### Activity list:
A. Can you extract the stretch of the blog post below from "Romano is following" through "women care about.", copied word for word?
B. What does the blog post below state on these points? Answer each on its own line.
(i) Who does the author say doesn't let anyone comment on what she writes?
(ii) Which two midwives documented the history in The Nature and Use of Evidence in Midwifery?
(iii) How many reasons does Romano say she wants to write about today?
C. Do these statements agree with the blog post below? For each, answer yes or no and quote the words of the post that decide it.
(i) The Unnecessarean has banned the author.
(ii) Midwives were at first skeptical about basing clinical practice on scientific evidence.
(iii) The author wrote about midwives' problem with scientific evidence almost a year earlier.

Amy Romano got tired of me making her look like a fool. No, she didn’t stop writing foolish things; she just deleted my latest comment that exposed her writing as foolish, and untrue to boot. Evidently I spoke too soon when I wrote last week:
Henci Goer has banned me: too hard to address my points. The Unnecessarean has banned me: too hard to address my points. Jennifer Block doesn’t let anyone comment on what she writes: good idea since she can’t address anyone’s points. Only the folks at “Science” and Sensibility haven’t banned me. I don’t know why since I have torn apart multiple posts that they have written. I guess that while they may not know much about science, they appear to understand integrity.
They apparently agree that I have torn apart what they have written and they don’t want to let me do it again. Fortunately, I have my own blog on which I can reply.
Amy Romano has discovered that:
I was wrong. Evidence doesn’t hold all of the answers.
In other words, she has caught up to the midwifery theorists who have already found out that the scientific evidence does not support their claims. I wrote about this problem almost a year ago in Midwives have a problem with scientific evidence:
… [M]idwives and childbirth educators like Lamaze have a problem. The scientific evidence often conflicts with their ideology… [Therefore] they’ve tried to justify ignoring scientific evidence.
As midwives Jane Munro and Helen Spilby have documented in The Nature and Use of Evidence in Midwifery, midwives were initially enthusiastic about basing clinical practice on scientific evidence. That’s because they had long told each other that midwifery was “science based” while obstetrics was not…
But (surprise!) it turned out that obstetrics had been based on scientific evidence all along and it was midwifery that ignored the scientific evidence in favor of ideology…
… As Munro and Spilby explain:
‘… [S]ome midwives have not been so enthusiastic [about evidence based practice], viewing the drive to create and implement evidence as a threat to their clinical freedom.’
In other words, cherished ideological beliefs conflict with scientific evidence. Thus began the attack on scientific evidence.
Romano is following that tactic. She writes:
There are many reasons I have come to believe [that scientific evidence doesn’t hold all the answers], but there are two I want to write about today. The first is that the way research is currently funded, conducted, and disseminated, it simply doesn’t address many outcomes that women care about.
Those evil doctors and scientists are concerned with what is safe and what is dangerous, but midwives don’t care about THAT.
The second is that we all arrive at the point of healthcare decision making with a different constellation of factors that affect our choices. We may have different financial resources, health situations, hopes and plans for the future, tolerance to pain, tolerance to risk, prior experiences, and so on.

### The data:
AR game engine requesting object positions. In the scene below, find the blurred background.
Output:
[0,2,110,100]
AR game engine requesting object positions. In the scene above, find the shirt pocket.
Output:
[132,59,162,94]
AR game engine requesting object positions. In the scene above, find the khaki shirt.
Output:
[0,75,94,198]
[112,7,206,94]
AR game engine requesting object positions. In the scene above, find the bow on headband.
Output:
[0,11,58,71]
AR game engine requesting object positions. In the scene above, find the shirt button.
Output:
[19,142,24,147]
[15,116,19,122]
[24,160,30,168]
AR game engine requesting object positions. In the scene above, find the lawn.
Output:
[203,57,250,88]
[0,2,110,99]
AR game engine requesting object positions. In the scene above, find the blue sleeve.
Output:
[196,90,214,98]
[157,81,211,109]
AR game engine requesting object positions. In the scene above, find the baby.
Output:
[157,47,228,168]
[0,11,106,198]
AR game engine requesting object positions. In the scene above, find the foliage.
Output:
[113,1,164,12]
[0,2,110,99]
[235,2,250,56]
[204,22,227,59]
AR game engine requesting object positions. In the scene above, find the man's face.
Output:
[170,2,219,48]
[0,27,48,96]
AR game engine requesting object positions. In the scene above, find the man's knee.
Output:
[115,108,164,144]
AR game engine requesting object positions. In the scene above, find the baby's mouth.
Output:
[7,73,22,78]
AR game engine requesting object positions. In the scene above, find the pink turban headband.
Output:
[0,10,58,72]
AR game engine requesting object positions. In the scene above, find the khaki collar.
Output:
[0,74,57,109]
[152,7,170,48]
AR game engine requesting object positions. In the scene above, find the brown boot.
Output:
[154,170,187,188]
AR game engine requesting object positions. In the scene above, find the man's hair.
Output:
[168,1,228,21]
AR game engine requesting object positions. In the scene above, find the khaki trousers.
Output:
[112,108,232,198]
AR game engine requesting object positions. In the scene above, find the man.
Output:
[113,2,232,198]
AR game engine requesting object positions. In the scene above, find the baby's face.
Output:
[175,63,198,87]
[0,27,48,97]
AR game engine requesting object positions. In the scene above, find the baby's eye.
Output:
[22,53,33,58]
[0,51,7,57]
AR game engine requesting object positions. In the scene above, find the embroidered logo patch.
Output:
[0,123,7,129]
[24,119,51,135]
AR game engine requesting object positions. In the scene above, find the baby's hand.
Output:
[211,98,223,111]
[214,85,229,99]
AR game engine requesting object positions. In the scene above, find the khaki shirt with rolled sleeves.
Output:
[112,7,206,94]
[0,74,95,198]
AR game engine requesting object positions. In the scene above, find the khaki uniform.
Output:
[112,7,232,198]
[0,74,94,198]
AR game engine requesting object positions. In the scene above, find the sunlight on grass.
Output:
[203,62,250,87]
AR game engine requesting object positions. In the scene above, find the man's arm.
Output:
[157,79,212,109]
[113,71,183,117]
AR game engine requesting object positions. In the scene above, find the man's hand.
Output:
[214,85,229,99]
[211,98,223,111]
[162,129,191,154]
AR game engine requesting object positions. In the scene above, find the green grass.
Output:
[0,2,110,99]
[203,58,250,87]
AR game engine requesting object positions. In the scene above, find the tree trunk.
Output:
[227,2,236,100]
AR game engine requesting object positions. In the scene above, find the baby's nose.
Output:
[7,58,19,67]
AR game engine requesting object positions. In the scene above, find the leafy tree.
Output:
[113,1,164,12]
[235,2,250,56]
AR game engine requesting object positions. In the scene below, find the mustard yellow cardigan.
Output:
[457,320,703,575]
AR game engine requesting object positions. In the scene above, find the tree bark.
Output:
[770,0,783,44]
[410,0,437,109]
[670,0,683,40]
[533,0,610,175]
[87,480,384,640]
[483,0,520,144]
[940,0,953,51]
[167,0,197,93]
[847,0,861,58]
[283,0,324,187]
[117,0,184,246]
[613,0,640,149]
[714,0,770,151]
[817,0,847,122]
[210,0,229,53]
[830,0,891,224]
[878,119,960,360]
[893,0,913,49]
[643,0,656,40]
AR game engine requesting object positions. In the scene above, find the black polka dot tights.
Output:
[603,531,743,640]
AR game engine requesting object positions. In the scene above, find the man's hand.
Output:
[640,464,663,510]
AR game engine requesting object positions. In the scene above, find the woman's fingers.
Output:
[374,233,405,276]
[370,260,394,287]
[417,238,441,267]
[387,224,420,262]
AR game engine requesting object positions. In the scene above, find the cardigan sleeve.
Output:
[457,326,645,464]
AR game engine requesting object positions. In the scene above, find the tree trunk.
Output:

### Responses per task:
A.
Romano is following that tactic. She writes:
There are many reasons I have come to believe [that scientific evidence doesn’t hold all the answers], but there are two I want to write about today. The first is that the way research is currently funded, conducted, and disseminated, it simply doesn’t address many outcomes that women care about.

B.
(i) Jennifer Block
(ii) Jane Munro and Helen Spilby
(iii) Two

C.
(i) Yes: "The Unnecessarean has banned me"
(ii) No: "midwives were initially enthusiastic about basing clinical practice on scientific evidence"
(iii) Yes: "I wrote about this problem almost a year ago in Midwives have a problem with scientific evidence"